→ Exercise brief: Could you please repeat the data below word for word?

Collected data
+++
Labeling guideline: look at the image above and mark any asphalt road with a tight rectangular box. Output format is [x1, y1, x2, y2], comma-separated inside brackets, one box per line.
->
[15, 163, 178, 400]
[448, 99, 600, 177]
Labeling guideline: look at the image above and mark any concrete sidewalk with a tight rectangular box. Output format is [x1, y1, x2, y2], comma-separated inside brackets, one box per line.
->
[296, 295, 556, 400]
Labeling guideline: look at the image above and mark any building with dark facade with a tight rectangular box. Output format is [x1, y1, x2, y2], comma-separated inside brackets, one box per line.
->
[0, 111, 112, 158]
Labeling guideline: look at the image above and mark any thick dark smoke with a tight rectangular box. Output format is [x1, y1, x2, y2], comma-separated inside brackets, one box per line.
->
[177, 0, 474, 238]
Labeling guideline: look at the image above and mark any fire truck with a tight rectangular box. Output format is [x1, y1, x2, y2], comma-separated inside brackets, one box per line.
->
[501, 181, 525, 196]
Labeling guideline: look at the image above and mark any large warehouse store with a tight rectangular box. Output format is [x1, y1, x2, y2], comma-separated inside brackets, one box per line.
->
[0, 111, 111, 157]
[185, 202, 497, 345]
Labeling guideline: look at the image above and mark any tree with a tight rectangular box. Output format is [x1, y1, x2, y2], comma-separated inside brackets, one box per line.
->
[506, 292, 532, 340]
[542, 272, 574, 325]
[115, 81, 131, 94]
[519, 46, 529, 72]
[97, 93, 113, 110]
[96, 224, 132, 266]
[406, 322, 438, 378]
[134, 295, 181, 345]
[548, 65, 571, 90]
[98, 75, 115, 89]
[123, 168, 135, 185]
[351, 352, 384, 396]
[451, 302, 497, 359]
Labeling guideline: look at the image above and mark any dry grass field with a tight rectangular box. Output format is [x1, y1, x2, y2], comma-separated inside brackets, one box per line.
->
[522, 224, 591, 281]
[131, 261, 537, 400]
+++
→ Reply:
Labeling guideline: look at the image above and mark any asphalt road with a tight rectangular box. Output format is [x1, y1, x2, y2], comma-separated inside brackets, one box per line.
->
[15, 163, 178, 400]
[448, 99, 600, 177]
Labeling guideline: look at the image above and mark any concrete sidewalk with a tight rectangular box. Output format is [x1, y1, x2, y2], comma-separated inside brackets, one box per line.
->
[296, 295, 556, 400]
Labeling guideline: look at the image above and mark any building with dark facade with a tight rectangular box. Output format is [x1, y1, x2, y2], comma-separated inside brackets, one box per line.
->
[0, 111, 112, 158]
Labeling guideline: look at the image above and mark any thick dark smoke with a tight rectangular box. Output format is [x1, y1, x2, y2], comma-separated inside brackets, one box per line.
->
[177, 0, 474, 238]
Labeling guideline: look at the image above and mark any fire truck with a tight rectangular box. Output format is [x1, y1, x2, y2], comma-separated inside brackets, one box per line.
->
[501, 181, 525, 196]
Labeling guideline: look at the image above and mark any large warehouse store with a tight rectangular box. Output format is [x1, y1, x2, y2], comma-separated inside brackets, one box per line.
->
[0, 111, 111, 157]
[185, 202, 497, 345]
Labeling guideline: look at the image above and mark any tree with a tight rectangular box. Output format is [x1, y1, x2, y2], comma-separated inside brackets, one box per line.
->
[506, 292, 532, 340]
[542, 272, 574, 325]
[115, 81, 131, 94]
[519, 46, 529, 72]
[97, 93, 113, 110]
[96, 224, 132, 266]
[406, 322, 438, 378]
[134, 295, 181, 345]
[548, 65, 571, 90]
[98, 75, 115, 89]
[123, 168, 135, 185]
[351, 352, 384, 396]
[451, 302, 497, 359]
Labeling guideline: look at the image above and mark any dry grass field with a tight rectangular box. Output format is [x1, y1, x2, y2], comma-separated inside brackets, one box per line.
->
[522, 224, 591, 281]
[131, 261, 537, 400]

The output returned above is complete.